**Given text:**
-.-.-

Brutus Rating: 7/10 knives in back
Pairs well with: Fine wines sipped from golden chalices that you don’t quite have enough of to trade yet.
(Poorly lit photos can be blamed on the photographer friend not being around this week. Or maybe on Bob for moving house. Basically, anyone other than Lizzy, who is coincidentally in charge of posting this week.)
2014 was quite the year for camel games, so it also proved to be an excellent time for Lizzy to receive Jaipur as a Christmas gift. It most certainly ranks in the top three for camel-based-games that she acquired that year, and Briony is inclined to agree that is sure is fun. This review marks the beginning of a new, and duly called for, list created by ‘The Misery Farm’ – Two Player Games Ranked In Order Of How Likely They Might Make You To Split Up With Your Other Half While Spending Time Together.
Huzzah! Never has a more practical and important list been created! We constantly see threads on various sites and blogs that call for good two player games with a lot of specific categories: these range from ‘must be easy to learn because my wife has a short attention span’, to ‘has to be small and portable enough for me to carry this to another country to see my long-distance bae’.
Jaipur is a pretty good two-player card game to kick the list off with. You buy goods, trade goods, trade goods for camels, trade camels for goods, trade goods for other goods, sell goods. Good? Good!
The game is fairly fast-paced and over two or three rounds: best of three is the winner. To win the round – that is, being the best at trading and most impressive to the Maharajah – you get a little token with the Maharajah’s face on, and the first person to please the Maharajah twice is crowned the victor and will forever be employed as his best personal trader. Conveniently, the Maharajah tends to be most impressed by whoever has the most points at the end of the round, so determining who wins is pretty simple.
Your goods come in the form of captivating colour-coordinated cards, and you and your other half (and/or nemesis) have a hand of your own and a communal pile of five to compete over.
The best bit about this game (other than the inclusion of camels) is its excellent ratio of rules to strategy complexity, and the fact that it might occasionally remind you of playing card games with your Gran in your earlier years. The rules are fairly quick and easy to learn, just like the game is to play, but the more you play it the more you start developing a complex strategy for how to trade. There are several things that the game gives you to look out for, and winning means balancing strategies and trying to open up as few opportunities as possible for your opponent.

-.-.-

**Complete the following:**
1) From the Jaipur review, return the passage that starts at the words "The game is fairly" and ends after "to compete over.".
2) Answer these from the Jaipur review:
(a) Who received Jaipur as a Christmas gift, and in what year?
(b) How many cards are in the communal pile that the two players compete over?
(c) What does a player receive for winning a round?
The material after the Jaipur review plays no part in what is asked here.

**Source data:**

-.-.-

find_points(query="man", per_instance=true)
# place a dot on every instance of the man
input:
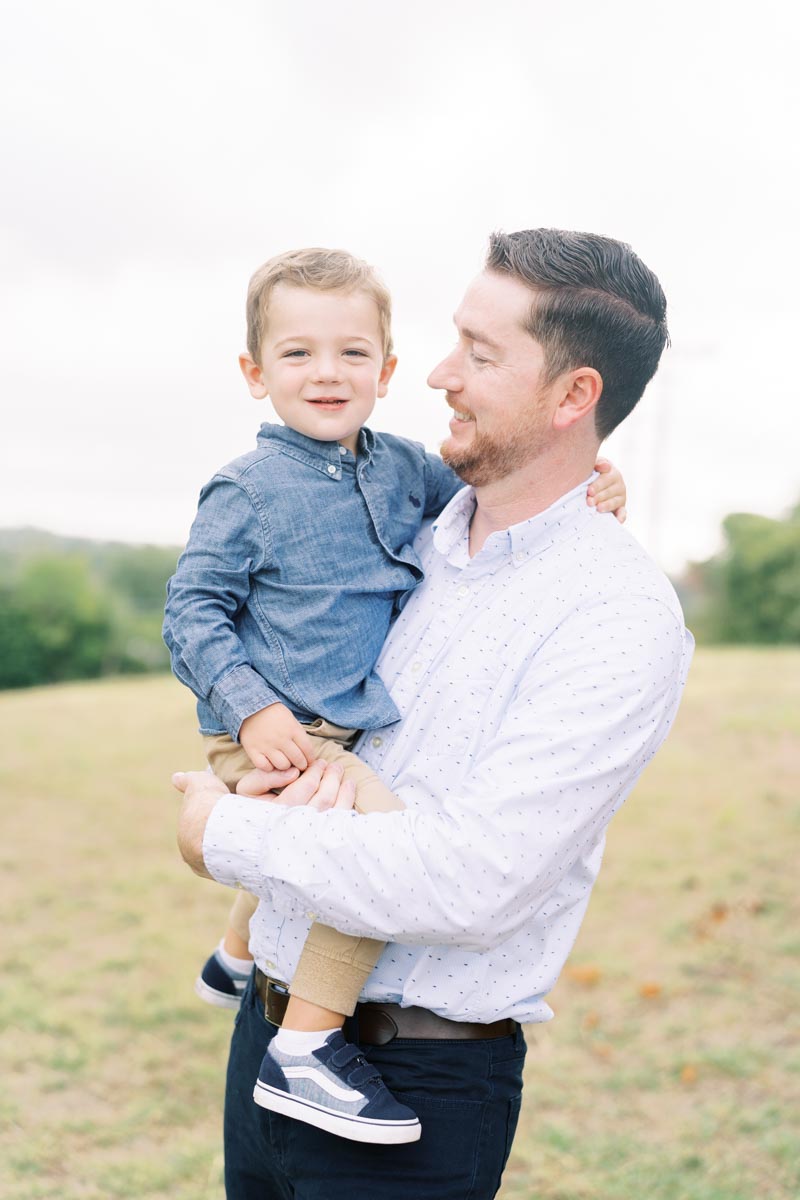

-.-.-

**Responses by task:**
1)
The game is fairly fast-paced and over two or three rounds: best of three is the winner. To win the round – that is, being the best at trading and most impressive to the Maharajah – you get a little token with the Maharajah’s face on, and the first person to please the Maharajah twice is crowned the victor and will forever be employed as his best personal trader. Conveniently, the Maharajah tends to be most impressed by whoever has the most points at the end of the round, so determining who wins is pretty simple.
Your goods come in the form of captivating colour-coordinated cards, and you and your other half (and/or nemesis) have a hand of your own and a communal pile of five to compete over.

2)
(a) Lizzy received it in 2014.
(b) Five.
(c) A little token with the Maharajah's face on it.